- _Aufgabe A_: Stelle den Teil der Auflistung, der mit der Zeile mit „Provide one point per instance of the umbrella“ beginnt und bis zum Ende der Auflistung reicht, einschließlich beider Enden als JSON-Liste von Zeichenketten dar. Dabei steht jede Zeile für einen Eintrag, und Leerzeilen entfallen.

- _Textauszug_:
Zu den berühmtesten und zugleich vergessensten Werken der Weltliteratur zählt Der Messias von Friedrich Gottlieb Klopstock (1724 bis 1803): ein zwanzig Gesänge und zwanzigtausend Verse umfassendes Lehrgedicht, das die Lebens- und Leidensgeschichte Jesu behandelt, diese dabei aber nicht bloß nacherzählt, sondern anhand einer eigentümlichen Theologie neu und umfassend deutet.
Kindlers Literatur Lexikon vermerkt die "extrem geschachtelte Syntax, die Vorliebe für Partizipialkonstruktionen, Genetivmetaphern und eine ins Bombastische gesteigerte alttestamentarische Bildlichkeit." Eben daran bin ich bei meinem Leseversuch gescheitert und fühlte mich bestätigt, als ich bei dem allzeit frechen Georg Christoph Lichtenberg über den "Messias" las: "Mit größerer Majestät ist wohl noch nie ein Verstand stillgestanden."

- _Vorliegende Auflistung_:
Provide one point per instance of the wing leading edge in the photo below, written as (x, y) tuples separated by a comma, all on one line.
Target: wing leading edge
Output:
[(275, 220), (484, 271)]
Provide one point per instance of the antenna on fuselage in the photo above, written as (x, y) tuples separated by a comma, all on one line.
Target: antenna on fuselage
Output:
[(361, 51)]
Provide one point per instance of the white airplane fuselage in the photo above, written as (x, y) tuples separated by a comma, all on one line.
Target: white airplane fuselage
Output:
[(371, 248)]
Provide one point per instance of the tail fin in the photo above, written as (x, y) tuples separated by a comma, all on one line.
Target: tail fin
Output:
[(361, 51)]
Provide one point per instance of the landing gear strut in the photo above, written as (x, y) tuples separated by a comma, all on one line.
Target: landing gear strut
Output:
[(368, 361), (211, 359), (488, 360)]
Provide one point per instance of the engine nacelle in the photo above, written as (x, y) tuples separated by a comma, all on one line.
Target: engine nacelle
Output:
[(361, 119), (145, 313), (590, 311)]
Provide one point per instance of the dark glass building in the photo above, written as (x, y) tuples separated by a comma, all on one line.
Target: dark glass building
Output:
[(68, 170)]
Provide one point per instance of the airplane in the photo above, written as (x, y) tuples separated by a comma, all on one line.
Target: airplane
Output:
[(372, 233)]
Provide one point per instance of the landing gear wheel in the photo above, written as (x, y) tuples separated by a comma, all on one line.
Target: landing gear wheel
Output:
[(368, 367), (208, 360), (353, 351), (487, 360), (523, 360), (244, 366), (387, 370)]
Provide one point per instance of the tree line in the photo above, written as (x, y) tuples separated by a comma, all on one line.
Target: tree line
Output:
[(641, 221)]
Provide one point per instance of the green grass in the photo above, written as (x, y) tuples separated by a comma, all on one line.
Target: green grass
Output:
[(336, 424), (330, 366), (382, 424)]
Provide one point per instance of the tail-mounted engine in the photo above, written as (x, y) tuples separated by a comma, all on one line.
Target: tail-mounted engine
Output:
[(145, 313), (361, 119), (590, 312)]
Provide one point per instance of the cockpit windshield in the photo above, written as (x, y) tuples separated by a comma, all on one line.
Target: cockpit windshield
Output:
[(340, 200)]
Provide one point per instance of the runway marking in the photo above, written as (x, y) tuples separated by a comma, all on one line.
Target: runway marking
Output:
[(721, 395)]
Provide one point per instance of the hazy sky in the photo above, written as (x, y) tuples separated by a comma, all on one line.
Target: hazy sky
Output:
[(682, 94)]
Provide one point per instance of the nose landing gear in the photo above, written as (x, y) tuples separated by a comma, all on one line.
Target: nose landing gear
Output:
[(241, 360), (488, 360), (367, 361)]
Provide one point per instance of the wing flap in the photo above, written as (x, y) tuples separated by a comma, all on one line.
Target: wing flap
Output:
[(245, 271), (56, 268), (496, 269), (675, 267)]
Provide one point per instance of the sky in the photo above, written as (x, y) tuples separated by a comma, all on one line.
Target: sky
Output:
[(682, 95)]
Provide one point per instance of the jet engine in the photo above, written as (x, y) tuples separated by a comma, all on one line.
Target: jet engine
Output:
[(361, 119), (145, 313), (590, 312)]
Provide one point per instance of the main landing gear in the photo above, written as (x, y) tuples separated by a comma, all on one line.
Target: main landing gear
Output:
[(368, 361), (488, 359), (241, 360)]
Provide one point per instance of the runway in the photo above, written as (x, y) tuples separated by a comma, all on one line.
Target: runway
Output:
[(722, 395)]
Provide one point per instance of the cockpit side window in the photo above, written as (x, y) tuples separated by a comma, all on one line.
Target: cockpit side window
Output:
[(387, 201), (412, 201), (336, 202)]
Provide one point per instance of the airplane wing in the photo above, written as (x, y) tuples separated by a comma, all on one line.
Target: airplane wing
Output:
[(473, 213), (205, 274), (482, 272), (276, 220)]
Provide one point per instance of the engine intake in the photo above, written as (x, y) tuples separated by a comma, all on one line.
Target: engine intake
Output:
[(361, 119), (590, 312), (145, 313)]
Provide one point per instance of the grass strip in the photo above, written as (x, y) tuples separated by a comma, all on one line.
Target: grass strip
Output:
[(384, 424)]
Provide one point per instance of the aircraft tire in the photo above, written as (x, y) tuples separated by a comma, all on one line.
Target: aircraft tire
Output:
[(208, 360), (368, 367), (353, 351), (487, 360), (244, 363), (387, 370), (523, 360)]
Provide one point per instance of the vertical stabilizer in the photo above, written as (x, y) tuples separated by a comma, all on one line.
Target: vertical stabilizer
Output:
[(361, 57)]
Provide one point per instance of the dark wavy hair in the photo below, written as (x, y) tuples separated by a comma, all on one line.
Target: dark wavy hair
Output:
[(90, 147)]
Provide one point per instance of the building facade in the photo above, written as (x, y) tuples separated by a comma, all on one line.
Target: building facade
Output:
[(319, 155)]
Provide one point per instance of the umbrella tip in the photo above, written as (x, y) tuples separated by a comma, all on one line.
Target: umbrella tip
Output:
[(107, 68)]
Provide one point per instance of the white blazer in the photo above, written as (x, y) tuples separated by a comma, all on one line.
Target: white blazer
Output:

- _Aufgabe B_: Gib aus dem Textauszug den Teil wörtlich aus, der mit den Worten „Zu den berühmtesten“ beginnt und mit „und umfassend deutet.“ endet.

- _Endergebnis A_:
[
  "Provide one point per instance of the umbrella tip in the photo above, written as (x, y) tuples separated by a comma, all on one line.",
  "Target: umbrella tip",
  "Output:",
  "[(107, 68)]",
  "Provide one point per instance of the white blazer in the photo above, written as (x, y) tuples separated by a comma, all on one line.",
  "Target: white blazer",
  "Output:"
]

- _Endergebnis B_:
Zu den berühmtesten und zugleich vergessensten Werken der Weltliteratur zählt Der Messias von Friedrich Gottlieb Klopstock (1724 bis 1803): ein zwanzig Gesänge und zwanzigtausend Verse umfassendes Lehrgedicht, das die Lebens- und Leidensgeschichte Jesu behandelt, diese dabei aber nicht bloß nacherzählt, sondern anhand einer eigentümlichen Theologie neu und umfassend deutet.